▶ DIRECTION:
Quote the following records back verbatim, every line unchanged.

▶ DATA PROVIDED:
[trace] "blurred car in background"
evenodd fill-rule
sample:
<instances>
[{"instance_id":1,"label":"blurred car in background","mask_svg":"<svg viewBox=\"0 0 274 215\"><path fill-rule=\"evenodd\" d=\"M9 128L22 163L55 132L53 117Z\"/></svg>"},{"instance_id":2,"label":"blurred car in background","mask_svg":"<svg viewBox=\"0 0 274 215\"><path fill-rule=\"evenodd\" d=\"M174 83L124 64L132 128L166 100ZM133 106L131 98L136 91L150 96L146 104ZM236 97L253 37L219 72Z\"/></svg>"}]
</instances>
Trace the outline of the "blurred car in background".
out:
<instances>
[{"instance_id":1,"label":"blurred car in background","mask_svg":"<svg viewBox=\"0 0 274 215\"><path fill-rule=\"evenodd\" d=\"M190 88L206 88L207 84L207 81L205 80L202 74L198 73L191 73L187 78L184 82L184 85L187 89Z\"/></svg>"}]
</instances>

▶ REPLY TO THE EXERCISE:
[trace] "blurred car in background"
evenodd fill-rule
sample:
<instances>
[{"instance_id":1,"label":"blurred car in background","mask_svg":"<svg viewBox=\"0 0 274 215\"><path fill-rule=\"evenodd\" d=\"M9 128L22 163L55 132L53 117Z\"/></svg>"},{"instance_id":2,"label":"blurred car in background","mask_svg":"<svg viewBox=\"0 0 274 215\"><path fill-rule=\"evenodd\" d=\"M174 83L124 64L132 128L166 100ZM133 106L131 98L136 91L150 96L146 104ZM236 97L253 37L219 72Z\"/></svg>"}]
</instances>
Trace the outline of the "blurred car in background".
out:
<instances>
[{"instance_id":1,"label":"blurred car in background","mask_svg":"<svg viewBox=\"0 0 274 215\"><path fill-rule=\"evenodd\" d=\"M190 88L206 88L207 84L207 81L205 80L202 74L198 73L191 73L187 78L184 82L184 85L187 89Z\"/></svg>"}]
</instances>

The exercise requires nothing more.